» **EXCERPTED RECORDS**:
___

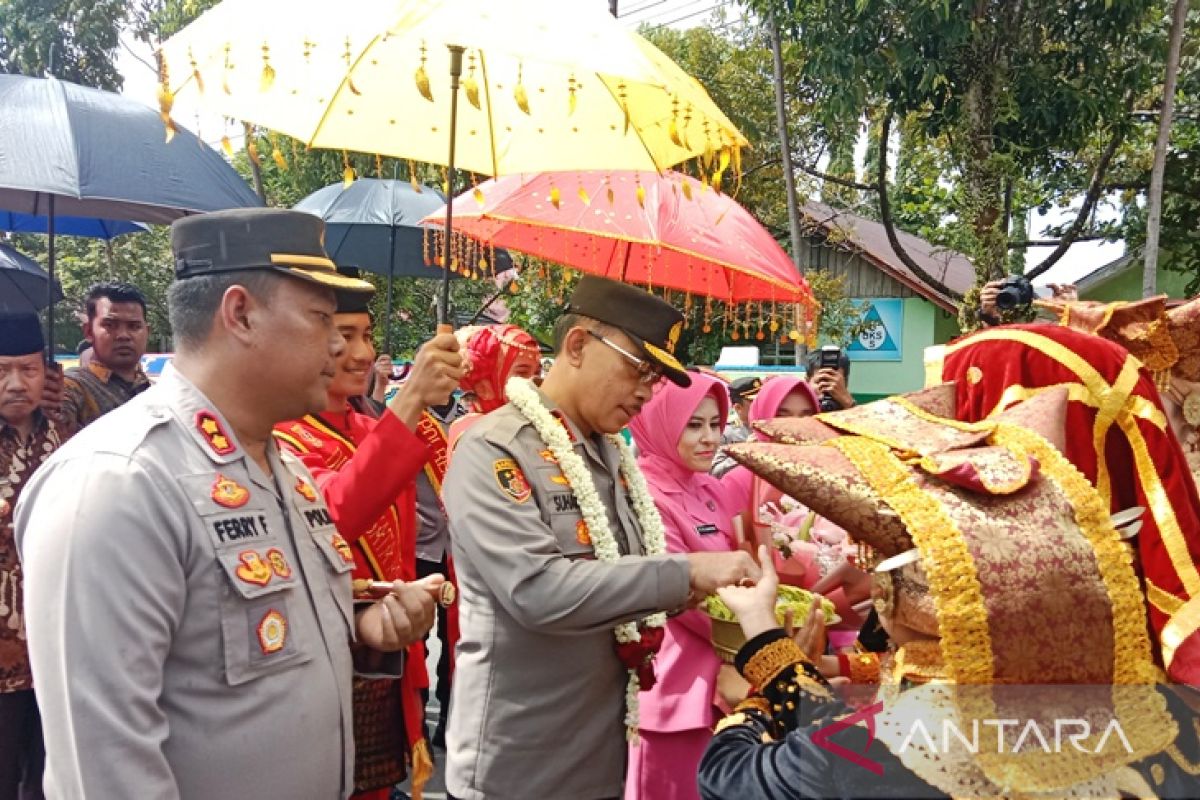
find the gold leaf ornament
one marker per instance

___

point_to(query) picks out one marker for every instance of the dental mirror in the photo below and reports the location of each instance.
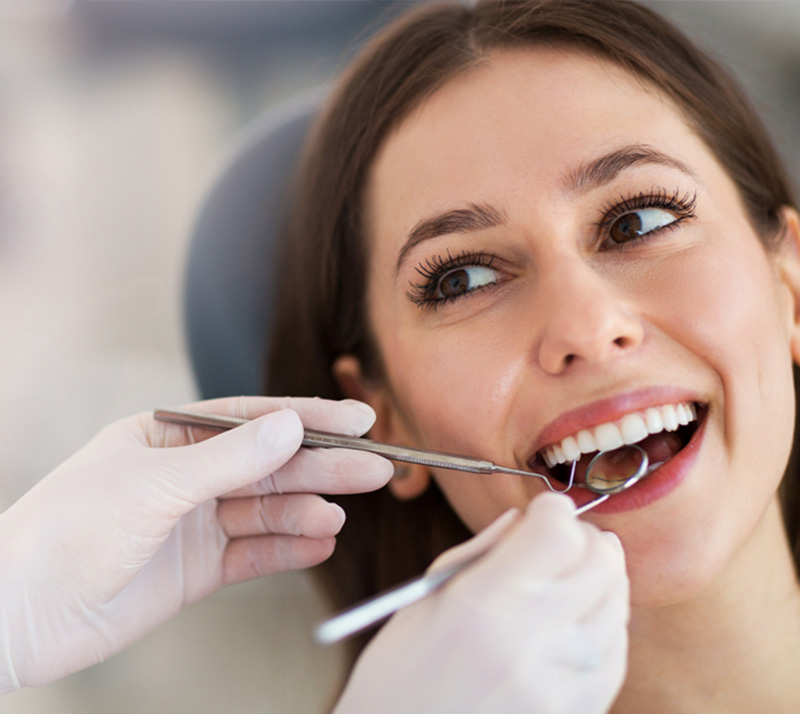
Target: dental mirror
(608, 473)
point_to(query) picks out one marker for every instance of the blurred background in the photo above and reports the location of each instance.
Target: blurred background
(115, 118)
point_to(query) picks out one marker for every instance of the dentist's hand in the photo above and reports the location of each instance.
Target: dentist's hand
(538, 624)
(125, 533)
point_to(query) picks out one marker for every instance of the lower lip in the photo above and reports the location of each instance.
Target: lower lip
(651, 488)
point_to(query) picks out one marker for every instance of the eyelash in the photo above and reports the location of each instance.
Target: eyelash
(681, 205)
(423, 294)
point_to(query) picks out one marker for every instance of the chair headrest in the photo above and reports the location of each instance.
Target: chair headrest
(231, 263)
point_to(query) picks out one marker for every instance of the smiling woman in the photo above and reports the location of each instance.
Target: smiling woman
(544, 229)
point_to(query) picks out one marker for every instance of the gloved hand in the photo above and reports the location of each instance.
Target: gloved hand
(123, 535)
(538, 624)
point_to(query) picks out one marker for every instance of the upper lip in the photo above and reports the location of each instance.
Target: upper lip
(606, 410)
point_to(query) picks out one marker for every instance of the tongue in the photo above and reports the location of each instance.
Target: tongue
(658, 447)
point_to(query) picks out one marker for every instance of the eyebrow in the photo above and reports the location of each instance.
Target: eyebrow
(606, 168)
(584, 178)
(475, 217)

___

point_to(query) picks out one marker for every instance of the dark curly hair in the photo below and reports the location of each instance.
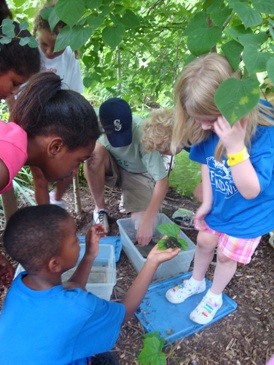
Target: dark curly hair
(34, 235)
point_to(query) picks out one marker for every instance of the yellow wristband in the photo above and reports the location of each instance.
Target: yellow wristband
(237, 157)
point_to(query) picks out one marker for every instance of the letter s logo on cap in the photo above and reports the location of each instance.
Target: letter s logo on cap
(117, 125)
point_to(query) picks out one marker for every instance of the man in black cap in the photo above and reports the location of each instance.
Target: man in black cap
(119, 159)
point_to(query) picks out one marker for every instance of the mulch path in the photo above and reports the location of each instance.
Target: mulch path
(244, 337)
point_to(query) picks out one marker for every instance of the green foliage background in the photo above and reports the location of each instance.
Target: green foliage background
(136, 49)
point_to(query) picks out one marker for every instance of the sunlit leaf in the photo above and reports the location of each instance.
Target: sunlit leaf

___

» **WHAT YOU SHOULD DO**: The lines to copy are those in the records above containing the word "below".

» **RESPONSE TO THE TASK**:
point_to(query) picks out one marker for every instance of the dental mirror in the photo below and reports the location of each instance.
point_to(query) picks out one marker for every instance of the dark curly hair in the photo below and reports the location of each instance.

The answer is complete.